• _What you have to do_
Transcribe, exactly as they appear, only the lines from the one holding "of the white" through the end of the entries below.

(Stored data entries)
________

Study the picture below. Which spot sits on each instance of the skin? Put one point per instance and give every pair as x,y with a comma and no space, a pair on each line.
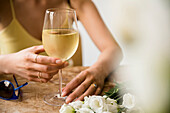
80,86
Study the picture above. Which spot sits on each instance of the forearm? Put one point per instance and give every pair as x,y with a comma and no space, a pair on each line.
108,60
2,63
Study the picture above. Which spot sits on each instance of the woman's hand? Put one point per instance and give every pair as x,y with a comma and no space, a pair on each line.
88,82
28,64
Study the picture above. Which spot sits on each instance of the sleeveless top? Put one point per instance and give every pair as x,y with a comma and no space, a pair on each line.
14,38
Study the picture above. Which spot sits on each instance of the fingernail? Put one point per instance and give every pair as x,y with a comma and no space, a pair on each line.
58,61
63,94
68,100
65,64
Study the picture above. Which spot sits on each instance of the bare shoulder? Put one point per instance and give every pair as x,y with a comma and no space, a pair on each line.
78,3
5,13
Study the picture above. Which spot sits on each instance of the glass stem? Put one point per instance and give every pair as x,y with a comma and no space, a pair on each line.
60,82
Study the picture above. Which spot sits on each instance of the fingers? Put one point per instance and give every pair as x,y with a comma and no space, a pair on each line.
39,76
78,91
41,67
74,83
36,49
90,91
98,91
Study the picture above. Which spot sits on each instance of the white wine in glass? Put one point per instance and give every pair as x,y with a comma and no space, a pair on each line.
60,40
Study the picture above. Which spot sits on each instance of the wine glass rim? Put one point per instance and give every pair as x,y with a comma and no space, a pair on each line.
60,10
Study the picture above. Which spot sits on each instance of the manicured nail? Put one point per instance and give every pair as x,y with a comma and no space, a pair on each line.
58,61
63,94
68,100
66,64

________

• _Task answer_
Study the picture above. Which spot sits on each instance of the white wine in glass? Put one point per instance and give every pair as x,y with a comma and no space, a pair on each line.
60,40
Study the picture above. Which spot sits on each instance of the wine glass rim? Put one point per instance and give every pair as x,y with a comma and no space, a pair on each line.
60,10
Study the picture above. Which spot sits on each instance of the manicured nail? Put one point per instance and give every pair as x,y with a comma and no space, a pair on each line.
58,61
63,94
68,100
66,64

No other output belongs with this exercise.